-- Text excerpt --

Background: All-cause death within 30 days of ERCP is a candidate indicator of care, but institutional-level statistics require careful interpretation. National-scale, population-based outcome studies of unselected patients undergoing ERCP are needed to define expected levels of real-world mortality risk and the case-mix factors that predict poor outcome.
Objective: To develop methods for analyzing administrative data for English hospitals with linkage to death registration to study all-cause mortality after first ERCPs and explore predictors of death and institutional variation.
Design: Hospital episode statistics for 2006 to 2007 and 2007 to 2008 were linked to the statutory death register. First ERCP episodes were extracted and analyzed for demographic characteristics, admission method, diagnoses, and comorbidities. Additional linkages identified the last-coded diagnosis before death. Factors associated with 30-day death were identified by univariate and multiple logistic analyses. Pilot data and a survey were sent to clinicians at each institution. Crude and case-mix adjusted mortality were analyzed at the institutional level.
Main outcome measurements: Death within 30 days of the first ERCP procedure.

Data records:
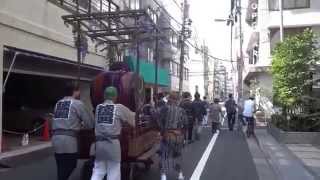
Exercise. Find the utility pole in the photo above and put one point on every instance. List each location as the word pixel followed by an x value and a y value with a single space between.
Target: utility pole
pixel 205 68
pixel 182 45
pixel 281 20
pixel 214 78
pixel 156 62
pixel 225 83
pixel 240 60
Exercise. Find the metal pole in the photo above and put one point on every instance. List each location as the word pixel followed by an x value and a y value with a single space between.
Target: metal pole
pixel 156 62
pixel 182 42
pixel 9 71
pixel 281 19
pixel 1 93
pixel 225 84
pixel 138 57
pixel 231 43
pixel 79 51
pixel 240 61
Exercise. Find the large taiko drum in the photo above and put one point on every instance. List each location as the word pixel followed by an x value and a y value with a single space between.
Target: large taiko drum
pixel 130 86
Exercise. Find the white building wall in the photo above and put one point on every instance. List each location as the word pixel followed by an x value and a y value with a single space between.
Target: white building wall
pixel 292 18
pixel 36 25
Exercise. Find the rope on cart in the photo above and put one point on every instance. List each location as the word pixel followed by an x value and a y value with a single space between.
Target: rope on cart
pixel 22 133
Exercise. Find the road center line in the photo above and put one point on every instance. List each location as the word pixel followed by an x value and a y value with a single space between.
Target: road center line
pixel 202 163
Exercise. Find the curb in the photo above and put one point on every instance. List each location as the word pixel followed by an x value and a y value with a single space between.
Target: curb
pixel 268 158
pixel 278 172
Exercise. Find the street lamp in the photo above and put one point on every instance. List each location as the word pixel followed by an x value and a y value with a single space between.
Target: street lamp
pixel 230 22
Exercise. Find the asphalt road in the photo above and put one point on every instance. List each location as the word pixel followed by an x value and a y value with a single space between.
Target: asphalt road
pixel 230 159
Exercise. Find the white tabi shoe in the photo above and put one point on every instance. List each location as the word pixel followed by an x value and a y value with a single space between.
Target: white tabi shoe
pixel 180 177
pixel 163 176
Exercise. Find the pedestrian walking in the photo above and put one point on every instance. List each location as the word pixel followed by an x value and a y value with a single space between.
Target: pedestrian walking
pixel 215 115
pixel 199 112
pixel 172 123
pixel 231 109
pixel 186 104
pixel 248 114
pixel 70 115
pixel 109 120
pixel 206 105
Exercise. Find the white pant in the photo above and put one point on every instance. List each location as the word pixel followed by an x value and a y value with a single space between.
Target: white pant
pixel 102 167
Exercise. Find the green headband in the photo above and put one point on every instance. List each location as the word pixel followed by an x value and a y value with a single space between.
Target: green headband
pixel 110 92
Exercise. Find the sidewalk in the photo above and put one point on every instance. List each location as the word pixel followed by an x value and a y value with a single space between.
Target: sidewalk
pixel 309 156
pixel 284 163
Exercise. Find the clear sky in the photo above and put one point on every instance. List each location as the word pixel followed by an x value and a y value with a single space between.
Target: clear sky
pixel 204 28
pixel 215 34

-- Activity list --
1. In the ERCP abstract, list every factor the first ERCP episodes were analyzed for.
2. Carry on the ERCP abstract from its last sentence.
None of the lines are needed for this.

-- Answers for the tasks --
1. Demographic characteristics, admission method, diagnoses, and comorbidities.

2.
Results: We analyzed 20,246 first ERCPs from 2006 to 2007 and 20,422 from 2007 to 2008. Diagnostic profile: gallstone related 57.3%; cancer 12.6%; gallstone and cancer 2%; others 28.1%. All-cause 30-day death was 5.3% (2.4% in non-cancer cases). Predictors of 30-day death (adjusted odds ratio [OR]) were as follows: age (OR 6.2, for ≥85 years vs <55 years), male sex (OR 1.2 vs female), emergency admission (OR 2.0 vs elective), cancer (OR 8.6 vs no cancer), and non-cancer comorbidity (OR 1.5 vs none). A mortality risk estimator (look-up table) based on pooled data for >40,000 first ERCPs is provided. Specific procedural complication codes were identified in 1.2% of deaths (0.06% of ERCPs). At the institutional level, analysis of mortality rates was within expected statistical funnel limits, and we found no correlation with ERCP volume (Pearson r = -0.05; P > .05).
Limitations: The completeness and accuracy of coding may vary between different hospitals. Routine coding does not capture information about procedural complexity or severity of illness.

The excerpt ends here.